* [THE DATA]:

>>

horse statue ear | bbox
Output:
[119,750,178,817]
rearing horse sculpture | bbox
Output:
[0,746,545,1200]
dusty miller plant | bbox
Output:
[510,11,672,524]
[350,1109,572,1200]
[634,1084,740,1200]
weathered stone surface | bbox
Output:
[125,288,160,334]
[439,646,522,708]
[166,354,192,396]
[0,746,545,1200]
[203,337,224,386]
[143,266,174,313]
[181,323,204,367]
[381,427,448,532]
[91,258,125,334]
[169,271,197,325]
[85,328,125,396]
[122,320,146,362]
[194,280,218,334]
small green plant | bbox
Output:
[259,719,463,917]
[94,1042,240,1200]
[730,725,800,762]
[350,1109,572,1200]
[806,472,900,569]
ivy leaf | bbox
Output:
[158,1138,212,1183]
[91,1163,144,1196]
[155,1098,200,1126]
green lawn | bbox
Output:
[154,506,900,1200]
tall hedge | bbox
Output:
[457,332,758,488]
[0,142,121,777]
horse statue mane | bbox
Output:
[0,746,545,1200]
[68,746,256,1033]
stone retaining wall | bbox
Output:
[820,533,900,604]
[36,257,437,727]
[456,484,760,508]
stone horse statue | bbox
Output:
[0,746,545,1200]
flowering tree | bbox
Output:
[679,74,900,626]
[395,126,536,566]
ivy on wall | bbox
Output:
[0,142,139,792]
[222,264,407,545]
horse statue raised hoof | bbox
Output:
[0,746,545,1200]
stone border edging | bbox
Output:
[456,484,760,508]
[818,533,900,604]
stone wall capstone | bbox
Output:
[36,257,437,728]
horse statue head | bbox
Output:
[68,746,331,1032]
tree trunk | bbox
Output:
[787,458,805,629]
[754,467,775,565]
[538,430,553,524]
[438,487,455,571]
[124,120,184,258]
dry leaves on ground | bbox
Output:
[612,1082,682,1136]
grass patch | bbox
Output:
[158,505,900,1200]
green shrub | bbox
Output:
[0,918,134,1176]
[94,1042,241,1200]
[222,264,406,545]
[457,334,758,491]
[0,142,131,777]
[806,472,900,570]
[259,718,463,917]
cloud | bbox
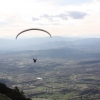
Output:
[32,17,40,21]
[56,13,68,20]
[41,13,68,21]
[69,11,87,19]
[41,14,53,20]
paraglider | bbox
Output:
[33,58,37,63]
[16,28,52,39]
[16,28,52,63]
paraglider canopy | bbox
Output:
[16,28,52,39]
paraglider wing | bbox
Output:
[16,28,52,39]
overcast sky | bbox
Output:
[0,0,100,38]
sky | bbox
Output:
[0,0,100,39]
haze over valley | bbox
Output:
[0,37,100,100]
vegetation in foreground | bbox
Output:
[0,83,31,100]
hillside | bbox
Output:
[0,83,31,100]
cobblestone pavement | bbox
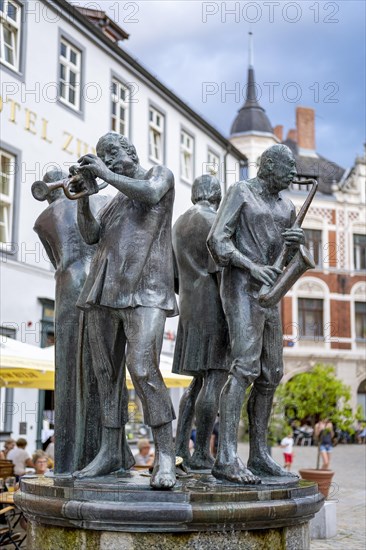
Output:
[239,443,366,550]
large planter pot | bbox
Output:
[299,468,334,498]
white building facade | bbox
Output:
[0,0,246,450]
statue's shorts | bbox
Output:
[88,307,175,428]
[225,294,283,393]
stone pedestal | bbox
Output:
[15,472,323,550]
[310,500,337,539]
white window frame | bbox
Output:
[180,129,194,184]
[351,232,365,272]
[287,276,332,349]
[111,77,131,138]
[0,0,22,72]
[149,105,165,164]
[206,147,220,177]
[58,36,82,111]
[0,149,15,248]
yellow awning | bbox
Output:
[0,336,192,390]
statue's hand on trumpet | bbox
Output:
[282,227,305,249]
[78,153,110,180]
[31,160,107,201]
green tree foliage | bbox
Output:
[275,364,355,431]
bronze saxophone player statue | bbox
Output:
[207,145,316,483]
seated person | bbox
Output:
[32,449,49,476]
[0,437,15,460]
[7,437,33,479]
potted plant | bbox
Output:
[275,364,356,497]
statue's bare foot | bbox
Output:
[150,453,176,489]
[189,451,215,470]
[212,457,261,484]
[73,448,122,479]
[175,449,192,468]
[248,453,299,479]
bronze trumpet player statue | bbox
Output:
[207,145,316,483]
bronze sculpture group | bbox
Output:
[32,132,312,489]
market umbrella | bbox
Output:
[0,336,55,390]
[0,336,192,390]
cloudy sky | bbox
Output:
[77,0,365,167]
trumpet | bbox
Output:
[31,165,107,205]
[259,179,318,308]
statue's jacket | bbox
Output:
[77,180,178,316]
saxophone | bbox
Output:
[259,179,318,308]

<<

* [THE EXERCISE]: Extract only the lines from the one that contains "horse statue head | bbox" through the end of the records, inclusive, and omit every picture.

* [RESPONSE BELOW]:
horse statue head | bbox
Output:
[68,746,331,1032]
tree trunk | bbox
Output:
[787,458,805,629]
[754,467,775,565]
[538,430,553,524]
[438,487,455,571]
[124,120,184,258]
dry leaves on ground | bbox
Output:
[612,1082,682,1136]
grass patch | bbox
Output:
[158,505,900,1200]
green shrub | bbox
Output:
[0,918,134,1176]
[94,1042,241,1200]
[222,264,406,545]
[457,334,758,491]
[0,142,131,777]
[806,472,900,570]
[259,718,463,917]
cloud | bbox
Output:
[32,17,40,21]
[56,13,68,20]
[41,13,68,21]
[69,11,87,19]
[41,14,53,20]
paraglider | bbox
Output:
[33,58,37,63]
[16,28,52,39]
[16,28,52,63]
paraglider canopy | bbox
Output:
[16,28,52,39]
paraglider wing | bbox
Output:
[16,28,52,39]
overcast sky | bbox
Output:
[0,0,100,38]
sky | bbox
Output:
[0,0,100,39]
haze over valley | bbox
Output:
[0,37,100,100]
vegetation in foreground | bbox
Output:
[0,83,31,100]
hillside | bbox
Output:
[0,83,31,100]
cobblestone pavement | bbox
Output:
[239,443,366,550]
large planter pot | bbox
Output:
[299,468,334,498]
white building facade | bbox
Output:
[0,0,246,450]
statue's shorts | bbox
Output:
[88,307,175,428]
[225,294,283,393]
stone pedestal | bbox
Output:
[15,472,323,550]
[310,500,337,539]
white window frame | bbox
Output:
[180,129,194,184]
[351,232,365,272]
[287,276,332,349]
[111,77,131,138]
[0,0,22,72]
[149,105,165,164]
[206,147,220,177]
[58,36,82,111]
[0,149,15,248]
yellow awning | bbox
Output:
[0,336,192,390]
statue's hand on trumpet | bbox
Output:
[282,227,305,249]
[78,153,110,180]
[31,160,107,201]
green tree foliage | bbox
Output:
[275,364,355,431]
bronze saxophone player statue | bbox
Output:
[207,145,316,483]
seated person | bbox
Output:
[32,449,49,476]
[0,437,15,460]
[7,437,33,479]
potted plant | bbox
Output:
[275,364,356,497]
statue's bare foot | bbox
Output:
[150,453,176,489]
[189,451,215,470]
[212,457,261,484]
[73,448,122,479]
[175,449,192,468]
[248,453,299,479]
bronze trumpet player statue | bbox
Output:
[207,145,316,483]
bronze sculpture group | bbox
Output:
[32,132,312,489]
market umbrella | bbox
Output:
[0,336,55,390]
[0,336,192,390]
cloudy sky | bbox
Output:
[77,0,365,167]
trumpet | bbox
Output:
[31,165,107,205]
[259,179,318,308]
statue's jacket | bbox
Output:
[77,180,178,316]
saxophone | bbox
Output:
[259,179,318,308]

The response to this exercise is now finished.